Stored data:
#####
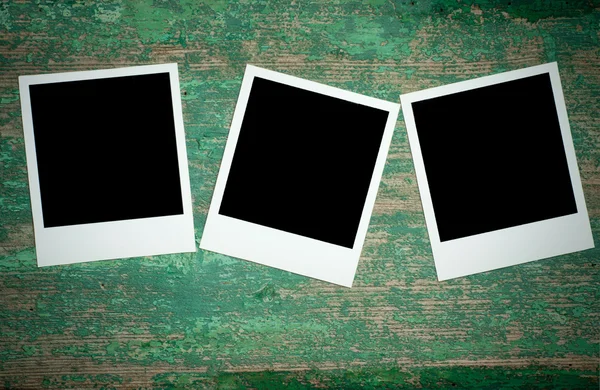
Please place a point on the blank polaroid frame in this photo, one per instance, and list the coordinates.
(497, 171)
(299, 176)
(107, 164)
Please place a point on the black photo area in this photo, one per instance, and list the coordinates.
(106, 149)
(494, 157)
(303, 162)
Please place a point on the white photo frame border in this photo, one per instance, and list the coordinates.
(277, 248)
(510, 246)
(115, 239)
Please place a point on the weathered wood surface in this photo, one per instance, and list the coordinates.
(203, 319)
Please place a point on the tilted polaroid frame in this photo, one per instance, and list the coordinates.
(510, 246)
(277, 248)
(116, 239)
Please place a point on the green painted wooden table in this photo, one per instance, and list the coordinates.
(207, 320)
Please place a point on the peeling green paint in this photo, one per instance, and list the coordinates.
(205, 314)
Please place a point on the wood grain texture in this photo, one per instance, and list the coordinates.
(207, 320)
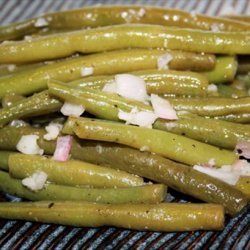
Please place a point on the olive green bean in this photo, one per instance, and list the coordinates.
(219, 133)
(243, 184)
(71, 172)
(34, 80)
(224, 71)
(159, 217)
(110, 15)
(37, 104)
(175, 147)
(157, 82)
(146, 194)
(11, 98)
(175, 175)
(212, 106)
(230, 91)
(237, 118)
(122, 37)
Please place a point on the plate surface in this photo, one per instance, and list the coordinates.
(26, 235)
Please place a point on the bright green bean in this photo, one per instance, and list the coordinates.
(122, 37)
(110, 15)
(160, 217)
(38, 104)
(175, 147)
(71, 172)
(33, 80)
(216, 132)
(146, 194)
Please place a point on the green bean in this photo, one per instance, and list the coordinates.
(219, 133)
(71, 172)
(160, 217)
(101, 104)
(11, 98)
(243, 184)
(122, 37)
(4, 157)
(157, 82)
(175, 147)
(212, 106)
(146, 194)
(38, 104)
(237, 118)
(230, 91)
(224, 71)
(110, 15)
(177, 176)
(33, 80)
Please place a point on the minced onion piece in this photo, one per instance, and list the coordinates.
(243, 148)
(28, 145)
(131, 87)
(41, 22)
(71, 109)
(87, 71)
(163, 108)
(36, 181)
(141, 118)
(63, 147)
(163, 61)
(53, 130)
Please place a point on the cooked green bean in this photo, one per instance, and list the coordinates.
(177, 176)
(160, 217)
(38, 104)
(237, 118)
(71, 172)
(122, 37)
(243, 185)
(175, 147)
(4, 157)
(11, 98)
(224, 71)
(212, 106)
(230, 91)
(33, 80)
(157, 82)
(220, 133)
(146, 194)
(110, 15)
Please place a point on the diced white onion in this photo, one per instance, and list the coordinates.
(164, 60)
(28, 145)
(140, 118)
(87, 71)
(163, 108)
(41, 22)
(71, 109)
(36, 181)
(53, 130)
(63, 147)
(131, 87)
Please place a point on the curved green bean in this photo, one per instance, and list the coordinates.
(219, 133)
(37, 104)
(175, 147)
(71, 172)
(212, 106)
(33, 80)
(224, 71)
(159, 217)
(110, 15)
(146, 194)
(157, 82)
(124, 36)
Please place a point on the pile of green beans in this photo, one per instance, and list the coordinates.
(119, 174)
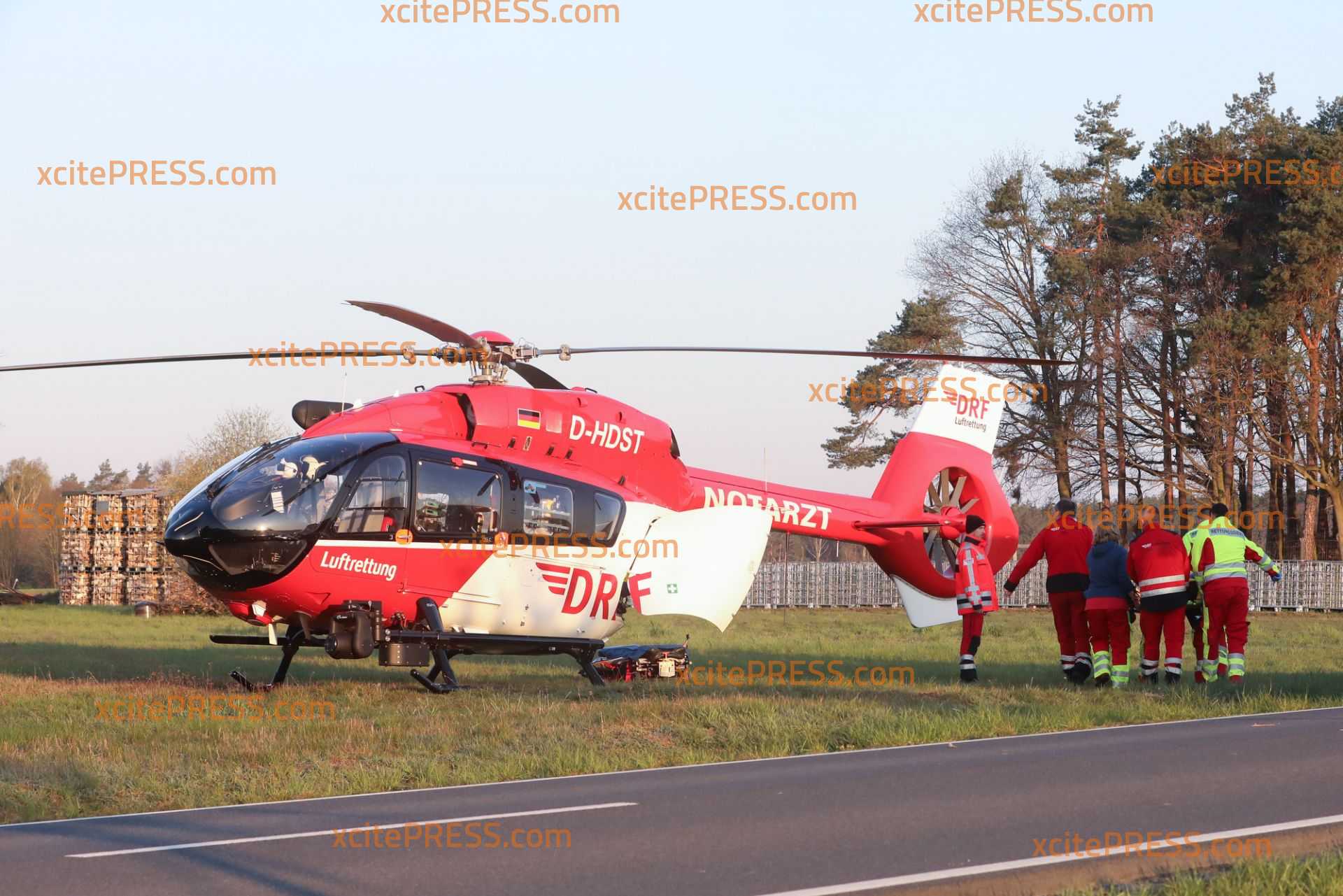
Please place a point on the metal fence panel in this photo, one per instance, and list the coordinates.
#####
Exercise prompt:
Please rewrite the material from the line with "Please place a point on the pile" through the end, switching "metal" to "steel" and keeping everything else the same. Leave the pictures out of your answer.

Output:
Please place a point on the pile of green beans in this photo, one per instance, and list the coordinates.
(119, 174)
Please place a point on the steel fence panel in this photo, one per instance, and list the coordinates.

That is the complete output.